#### [TEXTO EXTRAÍDO]
As Verdades Espirituais nos Mitos Antigos
No Livro Mistérios das Grandes Óperas, de Max Heindel, lemos: “Temos dito frequentemente, em nossas publicações, que um mito é um símbolo velado, contendo uma grande verdade cósmica, um conceito que difere radicalmente daquele que é geralmente aceito. Tal como apresentamos às nossas crianças livros em quadrinhos para transmitir lições que estão além de seu entendimento intelectual, assim os grandes Mestres deram à humanidade em formação esses símbolos. Dessa forma, de uma maneira inconsciente, uma apreciação dos ideais apresentados tem se gravado em nossos veículos mais sutis.”
O desenvolvimento espiritual, o progresso e a evolução requerem um esforço constante na consecução de objetivos maiores e ideais mais elevados do que aqueles que já alcançamos. A complacência e a satisfação própria não devem ter guarida na vida do aspirante espiritual. Assim como a verdade espiritual é eterna, igualmente eterna deve ser a busca daquela verdade.
Na busca da verdade deve haver uma mudança contínua, ou, mais precisamente, uma transformação. Tais mudanças não podem, todavia, acontecer repentinamente, do nada. Deve haver sempre o tempo de preparação que precede a mudança em si. As mudanças das quais falamos não devem ser mentalizadas como meramente alterações nas condições exteriores e circunstâncias, mas também como modificações ocorrendo dentro do próprio ser humano: modificações em seu estado de consciência, em seu nível de percepção, em seu grau de entendimento e compreensão, em sua capacidade de dirigir e controlar certas forças, e assim por diante.

#### [SEÇÃO DE DADOS]
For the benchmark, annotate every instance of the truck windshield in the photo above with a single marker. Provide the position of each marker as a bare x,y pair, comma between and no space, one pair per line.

#### [A TAREFA]
Transcreva do texto extraído tudo o que vai desde "Na busca da" até "assim por diante.", sem alterar nada.

#### [RESULTADO FINAL]
Na busca da verdade deve haver uma mudança contínua, ou, mais precisamente, uma transformação. Tais mudanças não podem, todavia, acontecer repentinamente, do nada. Deve haver sempre o tempo de preparação que precede a mudança em si. As mudanças das quais falamos não devem ser mentalizadas como meramente alterações nas condições exteriores e circunstâncias, mas também como modificações ocorrendo dentro do próprio ser humano: modificações em seu estado de consciência, em seu nível de percepção, em seu grau de entendimento e compreensão, em sua capacidade de dirigir e controlar certas forças, e assim por diante.